- Brano scelto:
..........

Prima domanda, doverosa: 12 mesi dopo, come sta il paziente uno?
«Sono guarito, ma è stata dura, mi creda.

L'ultima tac polmonare è del gennaio del 2021, appena poche settimane fa, mi hanno detto che sono guarito. Tra qualche mese farò un nuovo check, grazie al rigore dei protocolli sanitari scattati a Napoli, alla straordinaria professionalità delle persone che ho incrociato al Cotugno». 

Ma lei non era quello che voleva sporgere denuncia contro Asl e ospedali, quando venne ricoverato?
«Riconosco che all'inizio era impossibile risultare preparati di fronte alla tragedia che si è abbattuta sul nostro sistema sanitario. In seguito, ho più volte verificato la competenza e la serietà che hanno accompagnato l'assistenza di tutti i pazienti».

Quanto tempo è durata la sua malattia?

..........

- Dati:
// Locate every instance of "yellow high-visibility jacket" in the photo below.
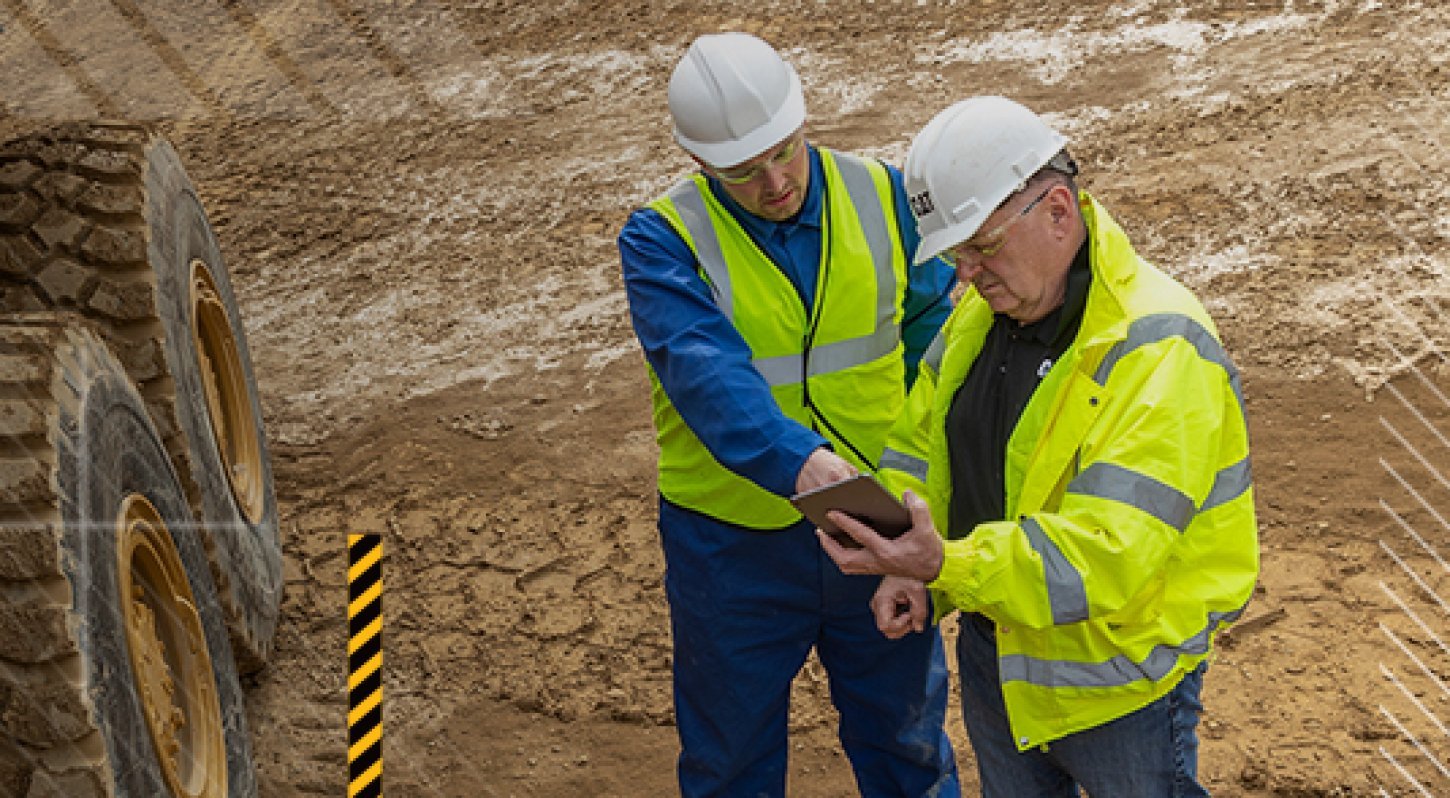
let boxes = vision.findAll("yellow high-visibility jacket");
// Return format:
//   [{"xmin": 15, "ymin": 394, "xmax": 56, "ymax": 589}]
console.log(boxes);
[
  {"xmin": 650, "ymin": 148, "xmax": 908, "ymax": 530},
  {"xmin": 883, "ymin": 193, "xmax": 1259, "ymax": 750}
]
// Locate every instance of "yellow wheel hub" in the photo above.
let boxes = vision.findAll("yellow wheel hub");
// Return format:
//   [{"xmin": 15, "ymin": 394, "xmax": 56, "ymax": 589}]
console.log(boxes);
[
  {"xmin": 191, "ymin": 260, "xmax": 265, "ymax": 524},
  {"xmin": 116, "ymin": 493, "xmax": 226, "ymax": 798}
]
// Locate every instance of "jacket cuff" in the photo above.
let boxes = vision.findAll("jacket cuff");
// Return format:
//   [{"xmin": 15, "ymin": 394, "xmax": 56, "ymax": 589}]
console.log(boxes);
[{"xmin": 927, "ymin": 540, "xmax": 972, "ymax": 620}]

..........

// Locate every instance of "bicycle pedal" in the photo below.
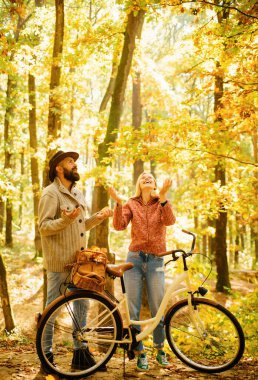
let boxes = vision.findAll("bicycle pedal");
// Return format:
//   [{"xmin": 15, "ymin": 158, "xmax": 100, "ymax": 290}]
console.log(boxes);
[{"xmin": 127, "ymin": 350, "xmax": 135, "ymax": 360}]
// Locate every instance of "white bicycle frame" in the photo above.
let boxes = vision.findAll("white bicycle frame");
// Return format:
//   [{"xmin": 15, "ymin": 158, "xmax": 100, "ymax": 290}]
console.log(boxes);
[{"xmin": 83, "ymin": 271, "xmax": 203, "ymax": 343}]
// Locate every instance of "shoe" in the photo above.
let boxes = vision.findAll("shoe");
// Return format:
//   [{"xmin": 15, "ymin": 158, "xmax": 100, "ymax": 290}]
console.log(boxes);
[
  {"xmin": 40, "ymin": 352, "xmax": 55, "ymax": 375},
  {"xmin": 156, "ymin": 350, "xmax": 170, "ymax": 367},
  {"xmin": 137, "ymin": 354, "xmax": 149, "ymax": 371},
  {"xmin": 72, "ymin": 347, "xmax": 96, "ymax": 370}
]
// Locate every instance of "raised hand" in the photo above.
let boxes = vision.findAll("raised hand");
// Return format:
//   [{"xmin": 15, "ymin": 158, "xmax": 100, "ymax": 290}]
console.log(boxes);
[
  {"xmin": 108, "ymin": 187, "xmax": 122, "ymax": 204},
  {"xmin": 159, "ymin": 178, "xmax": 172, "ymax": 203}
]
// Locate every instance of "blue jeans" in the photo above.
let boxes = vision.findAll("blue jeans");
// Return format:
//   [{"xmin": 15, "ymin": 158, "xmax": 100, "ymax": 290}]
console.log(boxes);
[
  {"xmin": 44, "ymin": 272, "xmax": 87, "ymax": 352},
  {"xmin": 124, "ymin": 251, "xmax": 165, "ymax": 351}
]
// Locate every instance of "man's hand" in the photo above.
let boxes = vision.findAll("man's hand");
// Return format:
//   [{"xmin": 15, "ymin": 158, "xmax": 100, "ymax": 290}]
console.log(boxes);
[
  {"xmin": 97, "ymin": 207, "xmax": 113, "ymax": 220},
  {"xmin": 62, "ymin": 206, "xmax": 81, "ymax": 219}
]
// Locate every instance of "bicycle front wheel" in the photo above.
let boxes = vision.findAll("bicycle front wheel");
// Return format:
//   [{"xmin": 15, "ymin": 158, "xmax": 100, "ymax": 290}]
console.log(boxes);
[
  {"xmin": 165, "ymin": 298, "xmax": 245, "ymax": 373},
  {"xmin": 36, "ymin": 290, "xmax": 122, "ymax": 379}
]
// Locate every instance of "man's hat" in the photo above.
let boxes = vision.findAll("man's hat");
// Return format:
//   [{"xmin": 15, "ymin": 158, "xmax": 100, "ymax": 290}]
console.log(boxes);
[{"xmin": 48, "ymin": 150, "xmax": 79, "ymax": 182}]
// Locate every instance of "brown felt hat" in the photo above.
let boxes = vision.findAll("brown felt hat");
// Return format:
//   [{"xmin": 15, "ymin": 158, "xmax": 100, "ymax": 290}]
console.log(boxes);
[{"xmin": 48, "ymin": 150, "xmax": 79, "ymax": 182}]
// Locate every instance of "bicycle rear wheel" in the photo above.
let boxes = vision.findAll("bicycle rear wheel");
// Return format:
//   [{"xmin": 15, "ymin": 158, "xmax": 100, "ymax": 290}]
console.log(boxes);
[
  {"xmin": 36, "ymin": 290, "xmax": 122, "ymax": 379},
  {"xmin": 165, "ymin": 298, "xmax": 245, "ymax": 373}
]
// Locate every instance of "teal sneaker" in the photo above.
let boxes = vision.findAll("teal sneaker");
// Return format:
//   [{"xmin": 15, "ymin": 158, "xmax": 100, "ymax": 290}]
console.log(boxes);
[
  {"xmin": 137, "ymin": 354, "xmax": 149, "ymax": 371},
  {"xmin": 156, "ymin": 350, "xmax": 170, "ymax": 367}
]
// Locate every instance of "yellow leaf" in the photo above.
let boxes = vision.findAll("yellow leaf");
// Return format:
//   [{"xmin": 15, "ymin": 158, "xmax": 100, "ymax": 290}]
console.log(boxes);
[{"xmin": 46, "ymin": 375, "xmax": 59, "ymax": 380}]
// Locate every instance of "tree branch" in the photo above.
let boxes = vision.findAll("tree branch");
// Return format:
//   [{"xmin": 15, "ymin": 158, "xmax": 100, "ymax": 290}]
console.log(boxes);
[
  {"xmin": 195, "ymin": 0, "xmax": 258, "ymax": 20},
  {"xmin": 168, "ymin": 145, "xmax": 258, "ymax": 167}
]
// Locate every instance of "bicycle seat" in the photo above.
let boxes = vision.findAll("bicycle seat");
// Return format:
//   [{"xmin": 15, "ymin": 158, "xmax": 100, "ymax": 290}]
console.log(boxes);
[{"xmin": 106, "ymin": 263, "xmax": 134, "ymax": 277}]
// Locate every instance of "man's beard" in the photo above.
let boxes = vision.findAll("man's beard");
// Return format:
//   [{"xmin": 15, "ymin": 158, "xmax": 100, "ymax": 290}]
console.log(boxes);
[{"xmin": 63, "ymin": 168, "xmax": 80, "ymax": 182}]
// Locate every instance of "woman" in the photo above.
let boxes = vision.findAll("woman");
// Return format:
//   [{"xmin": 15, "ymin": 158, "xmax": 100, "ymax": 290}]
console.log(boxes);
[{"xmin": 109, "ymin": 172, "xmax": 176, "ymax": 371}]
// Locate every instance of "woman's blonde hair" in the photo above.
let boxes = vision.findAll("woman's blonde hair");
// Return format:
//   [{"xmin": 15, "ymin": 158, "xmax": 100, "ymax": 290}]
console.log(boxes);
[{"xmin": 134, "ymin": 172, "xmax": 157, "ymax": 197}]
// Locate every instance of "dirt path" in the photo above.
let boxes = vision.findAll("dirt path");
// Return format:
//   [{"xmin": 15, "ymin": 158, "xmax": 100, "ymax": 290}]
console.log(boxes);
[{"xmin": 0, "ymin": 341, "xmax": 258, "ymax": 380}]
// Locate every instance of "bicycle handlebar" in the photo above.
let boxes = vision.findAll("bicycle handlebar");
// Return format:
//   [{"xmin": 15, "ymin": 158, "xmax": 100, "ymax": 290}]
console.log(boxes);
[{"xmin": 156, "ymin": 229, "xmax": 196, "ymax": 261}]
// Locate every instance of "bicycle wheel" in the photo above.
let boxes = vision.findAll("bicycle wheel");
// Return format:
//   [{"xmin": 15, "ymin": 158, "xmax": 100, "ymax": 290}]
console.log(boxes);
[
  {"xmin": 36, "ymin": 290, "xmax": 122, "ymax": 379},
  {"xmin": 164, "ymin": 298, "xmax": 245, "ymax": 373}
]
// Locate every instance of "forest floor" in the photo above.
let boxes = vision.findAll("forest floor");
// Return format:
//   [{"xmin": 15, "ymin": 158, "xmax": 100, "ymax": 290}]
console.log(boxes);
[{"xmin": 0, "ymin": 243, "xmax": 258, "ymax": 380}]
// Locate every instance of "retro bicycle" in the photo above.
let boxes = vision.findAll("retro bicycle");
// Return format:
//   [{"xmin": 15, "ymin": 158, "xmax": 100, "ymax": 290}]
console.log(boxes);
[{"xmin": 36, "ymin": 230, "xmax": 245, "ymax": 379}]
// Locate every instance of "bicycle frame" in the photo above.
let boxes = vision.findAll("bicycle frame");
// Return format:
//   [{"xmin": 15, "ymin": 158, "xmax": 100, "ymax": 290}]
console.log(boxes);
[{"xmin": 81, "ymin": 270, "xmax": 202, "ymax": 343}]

..........

- Consegna: Trascrivi tutte le domande che l'intervistatore rivolge al paziente nell'intervista. I dati riportati non servono per svolgere l'esercizio.

- Soluzione:
- Prima domanda, doverosa: 12 mesi dopo, come sta il paziente uno?
- Ma lei non era quello che voleva sporgere denuncia contro Asl e ospedali, quando venne ricoverato?
- Quanto tempo è durata la sua malattia?